### [REQUIRED TASK 1]
From the youth rifles article, reproduce the passage that begins at the words "It teaches respect" and stops after "getting into trouble.".
### [REQUIRED TASK 2]
In the youth rifles article, what does "length of pull" measure?
### [REQUIRED TASK 3]
Pick up the youth rifles article where it stops and keep writing it.

Youth Rifles

February 2004
Jeff Smith


With hunting on the rise, more and more companies are producing factory “youth” guns.  If you’re outfitting a youth with a rifle, it’s very important to get a good fit between the shooter and the firearm.  This will most likely be thier first big-gun shooting experience.  Getting a rifle with to much recoil, could turn a youth against shooting and hunting for life.  Most times it’s better to just bite-the-bullet and buy them a true youth gun instead of trying to make them adapt to a “light” adult gun.  The "length of pull" is the measurement from the trigger to the end of the stock and is very important with a small shooter.  It's critical to get a good fit so the shooter is not reaching for the trigger - this is especially true for a scoped rifle.

It’s important to get kids into the outdoors for many reasons: 

It’s better for them than watching television or playing video games.
It’s a great way to spend time with kids.
It’s  passing on the ways of our forefathers.
It can help in self defense – some bad guy is trying to get them – at least they know how to fire a gun.
It teaches respect for wildlife.
It gives them a sense of accomplishment – hitting the bulls eye, hunting hard and taking a game animal, seeing wildlife, cleaning a firearm, loading shells, …
It teaches them survival skills - compass reading, sun sets in the west - rises in the east, ...
It shows them a little cold weather, mud and water will not hurt them.
It's an adventure for them - something to look forward to.
If they're hunting with mom, dad or the grandparents ... there not off getting into trouble.


Calibers:

There’s several calibers that come to mind for a youth.  I'd like to compare four of the most common youth calibers: 243 Win, 7mm08 Rem, 308 Win and 240 Weatherby Magnum.  That’s right I said 240 Weatherby Magnum, it’s starting to get a foothold as a popular youth caliber.

  Bullet
Weight (Gr)
Hot Load   Light Load  
Velocity (ft/sec) Recoil (ft/lbs) Velocity (ft/sec) Recoil (ft/lbs)

### [DATASET RECORDS]
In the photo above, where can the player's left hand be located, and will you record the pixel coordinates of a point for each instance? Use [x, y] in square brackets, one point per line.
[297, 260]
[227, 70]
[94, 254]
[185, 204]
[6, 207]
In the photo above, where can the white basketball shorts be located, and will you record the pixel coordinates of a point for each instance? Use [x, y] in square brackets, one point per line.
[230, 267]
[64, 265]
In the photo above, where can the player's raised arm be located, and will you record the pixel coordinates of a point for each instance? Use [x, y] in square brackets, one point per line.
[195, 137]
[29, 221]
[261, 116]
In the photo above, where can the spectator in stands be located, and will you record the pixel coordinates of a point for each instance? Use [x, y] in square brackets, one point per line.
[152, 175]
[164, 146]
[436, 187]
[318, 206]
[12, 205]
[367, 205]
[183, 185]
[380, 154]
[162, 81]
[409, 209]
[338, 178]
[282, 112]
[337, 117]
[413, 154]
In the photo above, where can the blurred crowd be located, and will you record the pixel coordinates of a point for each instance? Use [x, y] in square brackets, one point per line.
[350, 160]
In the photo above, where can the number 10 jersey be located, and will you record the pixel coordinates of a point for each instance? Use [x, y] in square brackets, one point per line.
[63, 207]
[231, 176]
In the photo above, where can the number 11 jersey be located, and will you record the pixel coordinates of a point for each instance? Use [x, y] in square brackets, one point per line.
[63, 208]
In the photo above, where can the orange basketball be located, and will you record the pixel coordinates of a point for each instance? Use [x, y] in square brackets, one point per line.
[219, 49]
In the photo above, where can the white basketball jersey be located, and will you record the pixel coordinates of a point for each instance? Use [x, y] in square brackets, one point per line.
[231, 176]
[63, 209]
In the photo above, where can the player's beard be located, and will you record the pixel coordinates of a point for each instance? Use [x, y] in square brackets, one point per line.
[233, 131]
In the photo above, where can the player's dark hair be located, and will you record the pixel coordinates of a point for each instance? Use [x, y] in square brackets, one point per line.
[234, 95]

### [EXPECTED OUTPUT 1]
It teaches respect for wildlife.
It gives them a sense of accomplishment – hitting the bulls eye, hunting hard and taking a game animal, seeing wildlife, cleaning a firearm, loading shells, …
It teaches them survival skills - compass reading, sun sets in the west - rises in the east, ...
It shows them a little cold weather, mud and water will not hurt them.
It's an adventure for them - something to look forward to.
If they're hunting with mom, dad or the grandparents ... there not off getting into trouble.

### [EXPECTED OUTPUT 2]
It is the measurement from the trigger to the end of the stock.

### [EXPECTED OUTPUT 3]
243 Win 85 3300 11.0 2800 7.1
100 3100 12.1 2700 8.9
 
240 Weatherby Mag 85 3450 14.1 2900 9.4
100 3200 16.6 2750 11.1
 
7mm08 Rem 120 2900 13.8 2650 11.5
140 2700 15.1 2500 12.7
 
308 Win 125 2900 16.0 2700 12.9
150 2800 19.3 2500 14.9

Data Source: Accurate Powder Company

As expected, the 243 Win has the least amount of recoil. 

General Information:

The 243 Win, 7mm-08 Rem and 308 Win all have the same shell case.  The case shoulder is necked down to .243 for the 243 Win, .284 for the 7mm-08 Rem and .308 for the 308 Win.  Basically, they all with hold the same amount of powder.  The difference in recoil is felt by the heavier bullets of the 7mm-08 and 308 Win. 

The 243 Win and 240 Weatherby Magnum shoot the same size bullet - .243.

The 7mm-08 Rem shoots a 7mm bullet - .284 - the same as a 7mm Remington Magnum.

The 308 Win shoots a .308 caliber bullet - the same as a 30/30 Winchester, 30-06, 300 Winchester Magnum and the list goes on and on.

Not everyone reloads rifle cartridges.  With factory loads, most are loaded with the Hot Load listed above.

Heavier bullets produce more recoil.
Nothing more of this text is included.